Exercise requirements:
Copy the passage from the Tennessee Titans fantasy preview below word for word, starting at "2023 Team Previews: Tennessee" and ending at "catch the football.".

Quoted text:
========================================
2023 Team Previews: Tennessee Titans
Tennessee Titans Fantasy Preview 2023
All ADP data is courtesy of Fantasy Pros.
** = target in drafts at this ADP
Top 120
**Derrick Henry, RB (ADP: 17): The Titans once again have little to get incredibly excited about for fantasy, but Henry is a constant. The fantasy community seems to be cooling on him just a bit, with some justifiable concerns. This offense fell off hard sans A.J. Brown last season, and Henry will be turning 30 and has logged over 300 carries in three of the last four seasons. In addition to all that, there’s the constant drumbeat of how he doesn’t catch the football.
Henry is also a physical freak. He doesn’t have to catch the ball because of how utterly dominant he is as a rusher, and he actually did catch 33 passes in 2022. But the rushing aspect is the key. We all want the dual threat guys, but Henry is a total outlier in that he has more volume than just about any RB in the league and he’s efficient. Yes, he’s lost a yard off his per carry peak of 5.4, but he’s still comfortably above the four-yard mark. And in those three seasons out of the last four in which he logged over 300 carries? Henry has cleared 1,500 rushing yards in all of them – cracking 2,000 in 2020 – and scored double-digit touchdowns each campaign. In fact, Henry has scored double-digit touchdowns in five straight seasons, and has 12+ touchdowns in four of them. 30 years old has represented a cliff for many RBs, but downgrading Henry entering this season is purely a narrative bet because he hasn’t shown much decline.
**DeAndre Hopkins, WR (ADP: 50): Hopkins’ free agency was a hot topic this offseason, and for a player with his pedigree the pursuit of him was pretty muted. Unlike the RB market, which is frozen, WRs are in high demand and he wasn’t getting the attention of a lot of teams that fantasy managers would’ve loved to see him land on. The Titans aren’t a dream destination in terms of play style, pace or QB situation, but the positive is there’s no doubt about who will lead this team in targets. This will remain a run-first offense, but Hopkins is about to have a huge slice of a small pie.
He’s not a young man anymore, but Hopkins is still just 31 years old and his target share with the Cardinals last year looked like that of a man with fresh legs. He played in nine games in 2022, drawing 10+ targets in seven of them, and getting 60 or more yards in all but one of those high-target outings. Reception Perception analyzed his season, and while they noticed decline from his peak years, Hopkins still proved well above average on intermediate routes, a.k.a. chunk plays, and he was only below average on nine routes. On this team, he gives Ryan Tannehill something he sorely lacked last year, a precise route runner who can get open against all types of coverages and win contested catches. Hopkins won 80% of his contested catch scenarios, so expect his TD numbers to spike this year. Hopkins can’t compete anymore with the likes of Justin Jefferson or Cooper Kupp, and he’s probably not a fantasy WR1 anymore, but he’ll be rock solid as a WR2, and he has the potential to end as a true WR1 if his TDs spike. Value.
========================================
Stored data:
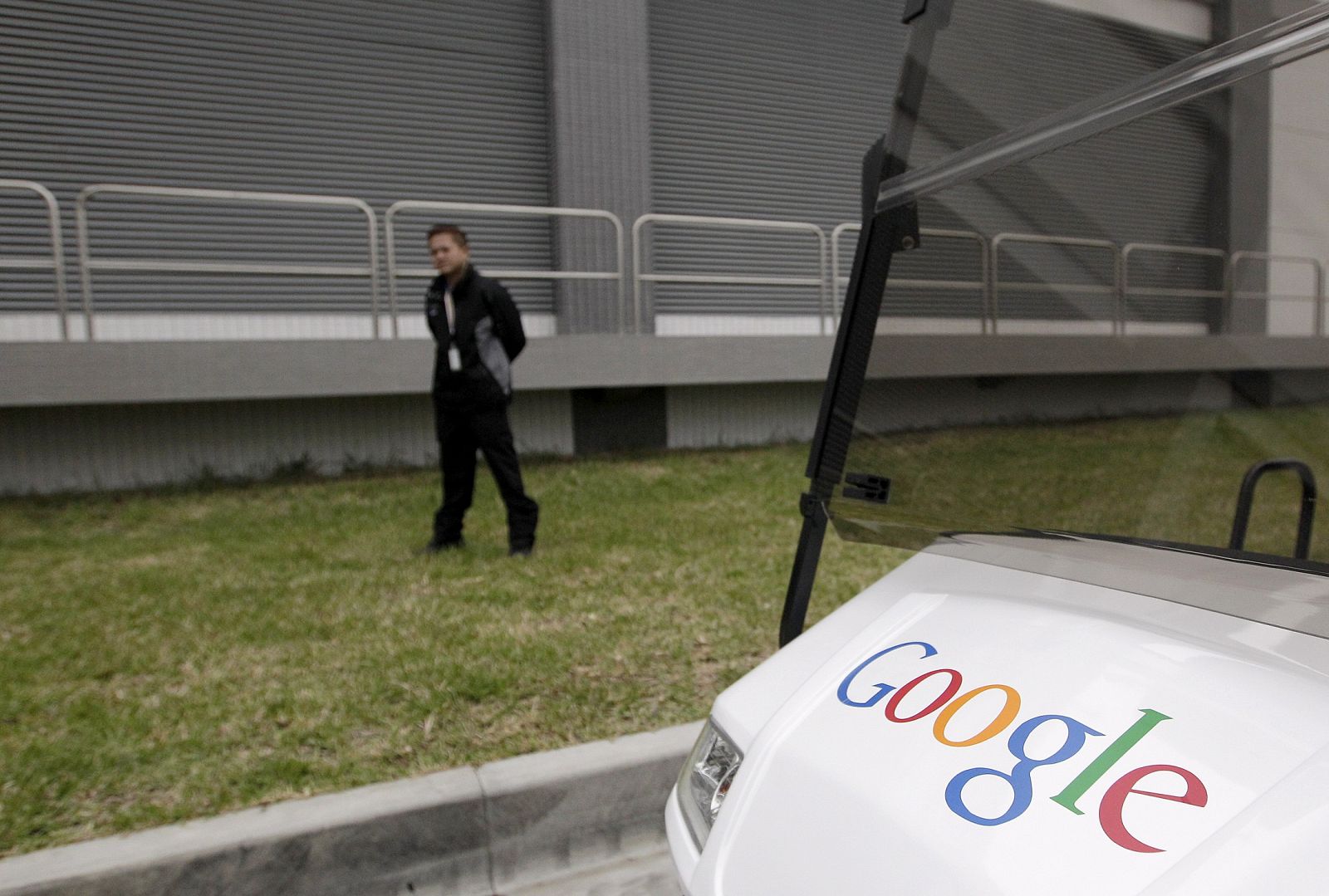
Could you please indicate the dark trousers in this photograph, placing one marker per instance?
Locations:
========================================
Written solution:
2023 Team Previews: Tennessee Titans
Tennessee Titans Fantasy Preview 2023
All ADP data is courtesy of Fantasy Pros.
** = target in drafts at this ADP
Top 120
**Derrick Henry, RB (ADP: 17): The Titans once again have little to get incredibly excited about for fantasy, but Henry is a constant. The fantasy community seems to be cooling on him just a bit, with some justifiable concerns. This offense fell off hard sans A.J. Brown last season, and Henry will be turning 30 and has logged over 300 carries in three of the last four seasons. In addition to all that, there’s the constant drumbeat of how he doesn’t catch the football.